* Stated problem: Reproduce the entries below character for character, starting at the line that contains "[tag] one dot per instance, sample [430,226]." and continuing through the last line of the entries.

◇ ◇ ◇ ◇ ◇

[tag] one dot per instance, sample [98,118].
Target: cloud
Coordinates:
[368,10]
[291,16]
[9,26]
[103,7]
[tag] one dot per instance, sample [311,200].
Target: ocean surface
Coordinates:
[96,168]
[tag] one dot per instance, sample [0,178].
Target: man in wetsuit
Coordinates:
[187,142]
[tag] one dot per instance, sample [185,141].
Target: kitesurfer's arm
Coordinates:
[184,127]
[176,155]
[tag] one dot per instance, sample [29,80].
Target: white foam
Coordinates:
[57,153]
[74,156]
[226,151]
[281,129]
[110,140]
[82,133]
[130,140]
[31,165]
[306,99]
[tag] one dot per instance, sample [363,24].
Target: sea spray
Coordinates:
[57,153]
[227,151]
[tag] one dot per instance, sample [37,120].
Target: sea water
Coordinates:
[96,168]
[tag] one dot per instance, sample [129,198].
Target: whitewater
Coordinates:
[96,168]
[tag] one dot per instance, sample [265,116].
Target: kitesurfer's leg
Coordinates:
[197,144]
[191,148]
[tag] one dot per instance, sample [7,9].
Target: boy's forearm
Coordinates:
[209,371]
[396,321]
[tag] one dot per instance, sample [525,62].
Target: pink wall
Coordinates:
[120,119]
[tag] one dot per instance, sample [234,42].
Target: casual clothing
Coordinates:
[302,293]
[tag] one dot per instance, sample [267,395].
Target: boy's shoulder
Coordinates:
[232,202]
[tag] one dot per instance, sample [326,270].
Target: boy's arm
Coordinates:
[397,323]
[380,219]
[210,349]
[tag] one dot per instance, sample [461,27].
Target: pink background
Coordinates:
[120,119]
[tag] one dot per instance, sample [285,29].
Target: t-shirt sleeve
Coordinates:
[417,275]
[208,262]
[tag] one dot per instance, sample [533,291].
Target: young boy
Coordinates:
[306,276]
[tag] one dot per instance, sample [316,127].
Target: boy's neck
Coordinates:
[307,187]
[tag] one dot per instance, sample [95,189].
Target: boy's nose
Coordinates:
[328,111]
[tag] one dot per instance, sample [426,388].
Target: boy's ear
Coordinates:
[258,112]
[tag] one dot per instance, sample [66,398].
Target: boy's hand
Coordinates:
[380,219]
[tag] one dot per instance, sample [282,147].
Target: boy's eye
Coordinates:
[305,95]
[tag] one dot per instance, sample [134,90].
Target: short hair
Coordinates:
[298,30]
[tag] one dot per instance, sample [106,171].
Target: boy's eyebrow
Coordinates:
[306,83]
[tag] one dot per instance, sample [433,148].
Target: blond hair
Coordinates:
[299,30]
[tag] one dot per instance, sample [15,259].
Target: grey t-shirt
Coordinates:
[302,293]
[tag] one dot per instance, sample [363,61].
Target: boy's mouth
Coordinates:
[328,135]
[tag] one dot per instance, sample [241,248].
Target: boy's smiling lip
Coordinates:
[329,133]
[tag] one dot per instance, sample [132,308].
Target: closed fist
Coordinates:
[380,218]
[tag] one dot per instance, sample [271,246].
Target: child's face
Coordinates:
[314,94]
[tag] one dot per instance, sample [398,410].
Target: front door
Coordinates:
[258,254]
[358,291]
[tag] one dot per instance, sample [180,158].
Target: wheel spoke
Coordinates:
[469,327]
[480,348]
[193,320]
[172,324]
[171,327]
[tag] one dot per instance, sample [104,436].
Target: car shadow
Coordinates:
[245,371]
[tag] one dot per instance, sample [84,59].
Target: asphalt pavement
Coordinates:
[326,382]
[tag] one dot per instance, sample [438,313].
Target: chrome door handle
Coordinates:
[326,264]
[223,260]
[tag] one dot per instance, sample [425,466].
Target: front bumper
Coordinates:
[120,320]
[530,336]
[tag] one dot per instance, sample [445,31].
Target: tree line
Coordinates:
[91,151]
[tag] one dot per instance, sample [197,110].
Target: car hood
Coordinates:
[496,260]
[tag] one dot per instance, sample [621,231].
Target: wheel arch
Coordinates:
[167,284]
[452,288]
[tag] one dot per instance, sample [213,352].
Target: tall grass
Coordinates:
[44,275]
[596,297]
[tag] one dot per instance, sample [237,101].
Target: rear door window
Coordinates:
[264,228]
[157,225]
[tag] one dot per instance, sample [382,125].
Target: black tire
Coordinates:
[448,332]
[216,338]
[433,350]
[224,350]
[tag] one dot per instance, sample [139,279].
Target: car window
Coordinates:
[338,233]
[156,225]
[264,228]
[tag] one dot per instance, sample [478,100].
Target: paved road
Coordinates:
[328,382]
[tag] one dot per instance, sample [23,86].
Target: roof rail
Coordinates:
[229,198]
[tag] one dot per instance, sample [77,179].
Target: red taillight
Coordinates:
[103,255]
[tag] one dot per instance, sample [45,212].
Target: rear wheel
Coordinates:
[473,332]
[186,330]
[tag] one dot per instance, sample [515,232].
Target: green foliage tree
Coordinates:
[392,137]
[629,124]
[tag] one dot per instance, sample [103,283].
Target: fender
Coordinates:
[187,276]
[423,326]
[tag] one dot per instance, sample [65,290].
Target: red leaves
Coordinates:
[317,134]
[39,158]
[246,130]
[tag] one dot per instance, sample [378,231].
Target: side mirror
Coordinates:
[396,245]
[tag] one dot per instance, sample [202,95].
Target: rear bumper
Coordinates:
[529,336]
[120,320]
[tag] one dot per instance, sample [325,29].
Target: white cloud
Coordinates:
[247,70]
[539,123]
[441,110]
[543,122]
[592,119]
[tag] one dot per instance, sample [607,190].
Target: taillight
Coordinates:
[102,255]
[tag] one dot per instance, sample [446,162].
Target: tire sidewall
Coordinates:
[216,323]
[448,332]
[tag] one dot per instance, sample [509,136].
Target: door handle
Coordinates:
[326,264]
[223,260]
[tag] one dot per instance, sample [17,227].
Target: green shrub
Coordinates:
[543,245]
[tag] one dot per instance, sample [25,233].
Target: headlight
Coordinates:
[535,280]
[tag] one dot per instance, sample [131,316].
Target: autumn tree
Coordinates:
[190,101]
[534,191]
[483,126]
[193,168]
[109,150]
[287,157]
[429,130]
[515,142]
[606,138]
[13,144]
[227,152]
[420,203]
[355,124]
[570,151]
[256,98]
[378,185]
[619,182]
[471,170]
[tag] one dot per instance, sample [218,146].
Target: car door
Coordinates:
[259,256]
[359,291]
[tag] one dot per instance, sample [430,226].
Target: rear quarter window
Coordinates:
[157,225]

◇ ◇ ◇ ◇ ◇

* Solution for this exercise:
[tag] one dot per instance, sample [430,226].
Target: rear quarter window
Coordinates:
[157,225]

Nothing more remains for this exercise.